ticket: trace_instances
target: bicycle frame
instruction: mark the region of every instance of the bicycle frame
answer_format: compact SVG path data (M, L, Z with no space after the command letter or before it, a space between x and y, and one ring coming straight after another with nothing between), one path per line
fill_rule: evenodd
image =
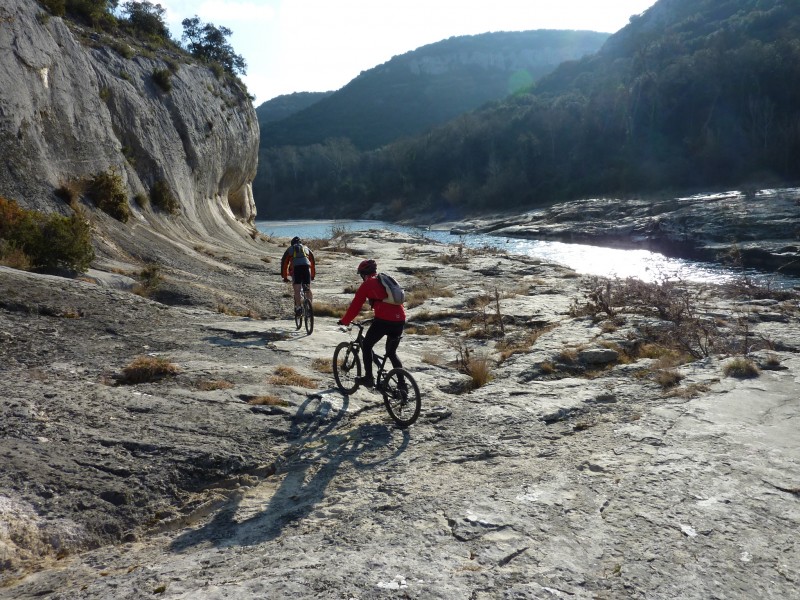
M363 356L363 347L362 344L364 343L364 328L372 323L372 319L367 319L365 321L353 321L351 325L355 325L358 327L358 335L356 339L354 339L351 343L353 344L353 352L361 352ZM377 373L375 373L375 387L380 388L380 385L383 381L383 376L386 375L386 360L387 357L385 355L378 354L375 350L372 351L372 362L378 368Z
M364 327L372 321L373 319L353 321L352 325L358 327L358 335L349 342L338 344L333 353L333 377L343 394L352 394L360 385L358 378L361 376L362 358L359 357L359 352L364 348ZM350 329L345 327L341 330L350 332ZM392 420L401 428L408 427L420 414L422 399L419 386L411 373L403 367L387 371L387 360L385 353L381 355L373 351L372 362L378 369L375 389L382 394L383 403Z

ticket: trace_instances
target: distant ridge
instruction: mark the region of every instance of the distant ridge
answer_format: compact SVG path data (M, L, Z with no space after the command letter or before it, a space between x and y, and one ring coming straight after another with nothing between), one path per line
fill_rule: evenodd
M276 96L256 108L258 125L263 128L267 123L290 117L331 94L333 92L295 92Z
M422 46L362 72L282 120L265 121L261 147L347 138L361 150L377 148L524 89L562 62L596 52L608 37L535 30L451 37Z

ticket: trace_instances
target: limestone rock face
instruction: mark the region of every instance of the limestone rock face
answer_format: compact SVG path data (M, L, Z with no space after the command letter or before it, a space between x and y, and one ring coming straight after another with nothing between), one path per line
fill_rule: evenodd
M53 17L34 0L4 0L0 195L63 212L55 190L114 170L131 199L162 182L180 205L168 215L131 201L124 227L168 239L245 236L259 137L246 91L174 48L133 43Z

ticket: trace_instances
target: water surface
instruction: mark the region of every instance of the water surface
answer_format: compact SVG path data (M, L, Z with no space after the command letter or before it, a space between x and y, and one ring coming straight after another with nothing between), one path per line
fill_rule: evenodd
M545 240L523 240L484 233L453 235L449 231L427 230L396 225L385 221L256 221L256 227L277 238L327 238L334 228L352 232L383 229L426 237L445 244L463 244L468 248L501 248L514 254L540 258L574 269L585 275L603 277L636 277L642 281L664 278L708 283L725 283L740 272L713 263L670 258L649 250L604 248L589 244L567 244ZM288 239L287 239L288 243ZM797 285L797 280L773 274L751 272L750 275L773 287Z

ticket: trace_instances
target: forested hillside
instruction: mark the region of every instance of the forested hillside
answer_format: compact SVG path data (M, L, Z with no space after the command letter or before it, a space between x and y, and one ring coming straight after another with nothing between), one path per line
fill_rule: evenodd
M297 107L309 98L293 94L263 104L260 166L253 182L260 214L281 209L283 183L276 188L276 177L293 177L315 163L336 170L361 151L529 89L564 61L593 54L607 39L607 33L553 30L453 37L364 71L284 119L262 115L275 112L276 103Z
M800 5L660 0L531 93L373 152L299 149L270 183L278 204L401 218L795 182L798 155Z

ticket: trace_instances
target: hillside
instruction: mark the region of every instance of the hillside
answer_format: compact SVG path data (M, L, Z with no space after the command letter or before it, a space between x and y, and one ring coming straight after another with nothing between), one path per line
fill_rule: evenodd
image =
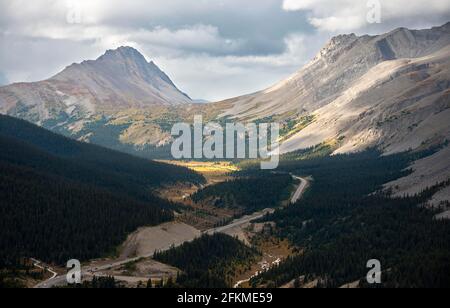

What is asked
Convert the lines above into a JSON list of strings, with one string for each line and blank lines omitted. Leave the pictures out of the list.

Result
[
  "ticket: trace_instances",
  "target: bicycle frame",
  "instruction: mark the region of every instance of the bicycle frame",
  "answer_format: compact SVG path data (M, L, Z with no space after the command letter or before it, a space between x and y, and one ring coming straight after another with nothing between), one path per line",
  "fill_rule: evenodd",
  "image =",
  "M363 356L363 347L362 344L364 343L364 328L372 323L372 319L367 319L365 321L353 321L351 325L355 325L358 327L358 335L356 339L354 339L351 343L353 344L353 352L361 352ZM377 373L375 373L375 387L380 388L380 385L383 381L383 376L386 375L386 360L387 357L385 355L378 354L375 350L372 351L372 362L378 368Z",
  "M364 327L372 321L373 319L353 321L352 325L358 327L358 335L349 342L338 344L333 353L333 377L343 394L352 394L360 385L358 378L361 376L362 358L359 357L359 352L364 348ZM350 329L345 327L341 330L350 332ZM392 420L401 428L408 427L420 414L422 399L419 386L411 373L403 367L387 371L387 360L385 353L381 355L373 351L372 362L378 369L375 389L382 394L383 403Z",
  "ticket: trace_instances",
  "target: distant ridge",
  "instruction: mark the region of every instance of the distant ridge",
  "answer_format: compact SVG path data (M, L, Z with no space after the command letter or before it, a space between x and y, and one ring coming straight after another with nothing between), one path per line",
  "fill_rule: evenodd",
  "M276 96L256 108L258 125L263 128L267 123L290 117L331 94L333 92L295 92Z",
  "M422 46L362 72L282 120L265 121L261 147L347 138L361 150L377 148L524 89L562 62L596 52L608 37L535 30L451 37Z",
  "ticket: trace_instances",
  "target: limestone rock face",
  "instruction: mark the region of every instance of the limestone rock face",
  "answer_format: compact SVG path data (M, L, Z with no space after the command letter or before it, a space between x and y, and one ring coming straight after another with nothing between), one path per line",
  "fill_rule: evenodd",
  "M53 17L34 0L4 0L0 195L63 212L55 190L114 170L131 199L162 182L180 205L168 215L131 201L124 227L168 239L245 236L259 137L246 91L174 48L133 43Z",
  "ticket: trace_instances",
  "target: water surface",
  "instruction: mark the region of every instance of the water surface",
  "answer_format: compact SVG path data (M, L, Z with no space after the command letter or before it, a space between x and y, and one ring coming straight after another with nothing between), one path per line",
  "fill_rule: evenodd",
  "M545 240L523 240L484 233L453 235L449 231L427 230L396 225L385 221L256 221L256 227L277 238L327 238L334 228L352 232L383 229L426 237L445 244L463 244L468 248L501 248L514 254L540 258L574 269L585 275L603 277L636 277L642 281L664 278L708 283L725 283L740 272L713 263L670 258L649 250L604 248L589 244L567 244ZM288 239L287 239L288 243ZM797 285L797 280L773 274L751 272L750 275L773 287Z",
  "ticket: trace_instances",
  "target: forested hillside",
  "instruction: mark the region of every instance of the forested hillside",
  "answer_format: compact SVG path data (M, L, Z with no space after the command letter or before it, a space between x and y, and one ring coming straight after another with nothing between), one path per line",
  "fill_rule: evenodd",
  "M297 107L309 98L293 94L263 104L260 166L253 182L260 214L281 209L283 183L276 188L276 177L293 177L315 163L336 170L361 151L529 89L564 61L593 54L607 39L607 33L553 30L453 37L364 71L284 119L262 115L275 112L276 103Z",
  "M800 5L660 0L531 93L373 152L299 149L270 183L278 204L401 218L795 182L798 155Z",
  "ticket: trace_instances",
  "target: hillside",
  "instruction: mark the region of every instance of the hillside",
  "answer_format: compact SVG path data (M, L, Z with no space after the command letter or before it, a space between x and y, and one ring coming straight after another with nothing between), one path per line",
  "fill_rule: evenodd",
  "image ="
]